Given request: Locate each line in the listing below that contains the string "tank" and copy those lines. Case counts.

------ Records to process ------

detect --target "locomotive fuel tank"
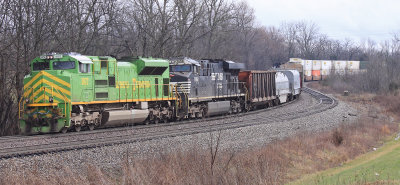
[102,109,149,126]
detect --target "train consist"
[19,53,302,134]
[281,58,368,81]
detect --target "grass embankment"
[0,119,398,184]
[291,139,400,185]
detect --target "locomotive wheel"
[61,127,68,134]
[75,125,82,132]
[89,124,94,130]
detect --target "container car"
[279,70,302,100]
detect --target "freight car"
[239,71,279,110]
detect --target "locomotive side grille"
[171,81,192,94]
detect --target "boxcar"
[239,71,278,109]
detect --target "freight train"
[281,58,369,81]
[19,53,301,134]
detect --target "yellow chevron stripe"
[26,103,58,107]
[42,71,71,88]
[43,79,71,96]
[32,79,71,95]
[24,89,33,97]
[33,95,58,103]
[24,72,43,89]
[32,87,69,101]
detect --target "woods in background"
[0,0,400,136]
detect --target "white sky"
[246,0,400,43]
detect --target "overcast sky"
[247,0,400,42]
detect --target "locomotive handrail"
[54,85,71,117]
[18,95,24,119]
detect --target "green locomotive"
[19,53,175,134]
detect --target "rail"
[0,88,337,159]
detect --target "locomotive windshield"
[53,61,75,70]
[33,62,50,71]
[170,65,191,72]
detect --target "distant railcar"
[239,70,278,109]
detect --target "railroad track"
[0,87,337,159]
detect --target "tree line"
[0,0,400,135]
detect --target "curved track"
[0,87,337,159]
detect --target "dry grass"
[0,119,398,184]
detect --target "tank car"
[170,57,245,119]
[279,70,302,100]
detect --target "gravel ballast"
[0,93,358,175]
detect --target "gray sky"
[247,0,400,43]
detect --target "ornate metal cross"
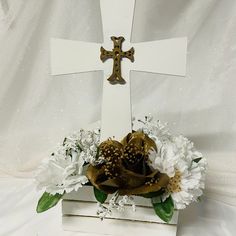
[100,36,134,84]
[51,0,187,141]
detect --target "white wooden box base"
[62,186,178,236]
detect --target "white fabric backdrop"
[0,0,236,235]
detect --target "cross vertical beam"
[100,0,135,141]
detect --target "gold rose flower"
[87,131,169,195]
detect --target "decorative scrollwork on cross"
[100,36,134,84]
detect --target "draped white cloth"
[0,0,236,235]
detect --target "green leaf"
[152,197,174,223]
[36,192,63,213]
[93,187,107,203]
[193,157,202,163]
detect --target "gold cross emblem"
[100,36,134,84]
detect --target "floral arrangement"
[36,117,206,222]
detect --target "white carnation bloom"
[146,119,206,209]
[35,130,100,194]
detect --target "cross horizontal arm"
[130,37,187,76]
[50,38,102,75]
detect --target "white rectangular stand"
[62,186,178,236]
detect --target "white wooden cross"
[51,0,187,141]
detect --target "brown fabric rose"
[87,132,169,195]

------
------ Records to process ------

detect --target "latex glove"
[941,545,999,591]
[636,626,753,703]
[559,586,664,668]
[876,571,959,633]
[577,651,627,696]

------

The completed task:
detect --target "locomotive fuel tank"
detect --target "tank car"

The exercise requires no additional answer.